━━━━━ RECORDS FOR THE EXERCISE ━━━━━

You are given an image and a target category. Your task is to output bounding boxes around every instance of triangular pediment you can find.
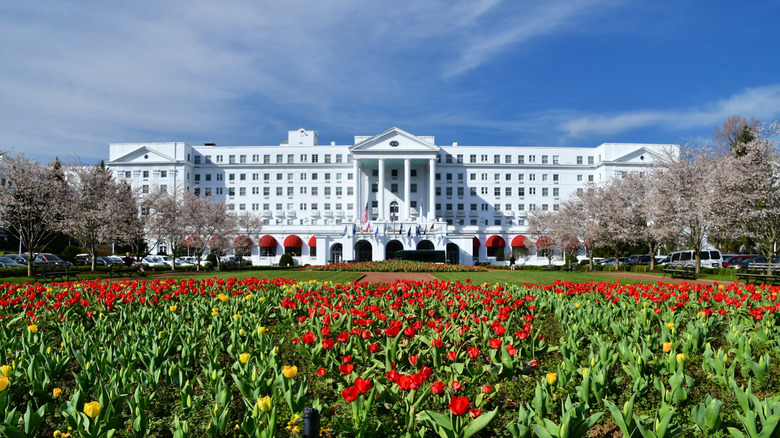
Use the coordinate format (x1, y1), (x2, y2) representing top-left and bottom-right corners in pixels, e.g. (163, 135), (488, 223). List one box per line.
(612, 147), (660, 164)
(112, 146), (176, 164)
(350, 128), (439, 154)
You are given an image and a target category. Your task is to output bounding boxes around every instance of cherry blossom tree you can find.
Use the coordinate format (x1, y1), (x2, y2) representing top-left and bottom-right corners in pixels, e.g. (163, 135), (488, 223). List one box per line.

━━━━━

WHAT IS REQUIRED => Reproduce the data above with "target category" renamed to "object class" throughout and everything else left unchanged. Leave out the pictures.

RESPONSE FOR THIS EXERCISE =>
You are given an image and a object class. Your task is to output bounding boxes around every instance of triangular pediment you can find.
Use the coordinate format (x1, y1), (x2, y2) representing top-left and bottom-right corners in pixels, e.g. (163, 135), (488, 223). List one box per line.
(612, 147), (660, 164)
(112, 146), (176, 164)
(350, 128), (439, 154)
You are given an image and a object class. Your task is to output bounding boxes around every instance of cherry blossom tree you can find.
Use the coordinate format (x1, y1), (x2, y2) representing top-left and bottom-right corners in pixels, e.g. (163, 135), (488, 223). List one box per line.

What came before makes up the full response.